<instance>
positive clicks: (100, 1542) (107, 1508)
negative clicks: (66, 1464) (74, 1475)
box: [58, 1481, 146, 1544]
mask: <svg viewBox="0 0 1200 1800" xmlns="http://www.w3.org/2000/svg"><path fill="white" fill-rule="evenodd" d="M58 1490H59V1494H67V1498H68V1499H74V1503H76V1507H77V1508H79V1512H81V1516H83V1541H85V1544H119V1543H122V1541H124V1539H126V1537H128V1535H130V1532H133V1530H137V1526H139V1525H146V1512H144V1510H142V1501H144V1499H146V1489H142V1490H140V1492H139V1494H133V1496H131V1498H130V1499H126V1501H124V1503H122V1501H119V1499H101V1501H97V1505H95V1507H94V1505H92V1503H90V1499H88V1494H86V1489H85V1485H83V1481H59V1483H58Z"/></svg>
--
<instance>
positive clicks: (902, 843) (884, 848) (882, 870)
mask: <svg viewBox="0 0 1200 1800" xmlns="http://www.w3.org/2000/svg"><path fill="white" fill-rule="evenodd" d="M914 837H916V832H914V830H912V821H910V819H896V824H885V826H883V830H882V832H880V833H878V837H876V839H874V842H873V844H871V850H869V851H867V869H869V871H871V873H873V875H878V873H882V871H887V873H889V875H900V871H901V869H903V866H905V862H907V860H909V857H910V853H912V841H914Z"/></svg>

Description of the task
Could you restate word for word the lines above from the one containing "positive clicks: (100, 1542) (107, 1508)" through the one containing "negative clicks: (66, 1464) (74, 1475)", both included, and nothing else?

Response to this exercise
positive clicks: (100, 1542) (107, 1508)
negative clicks: (66, 1464) (74, 1475)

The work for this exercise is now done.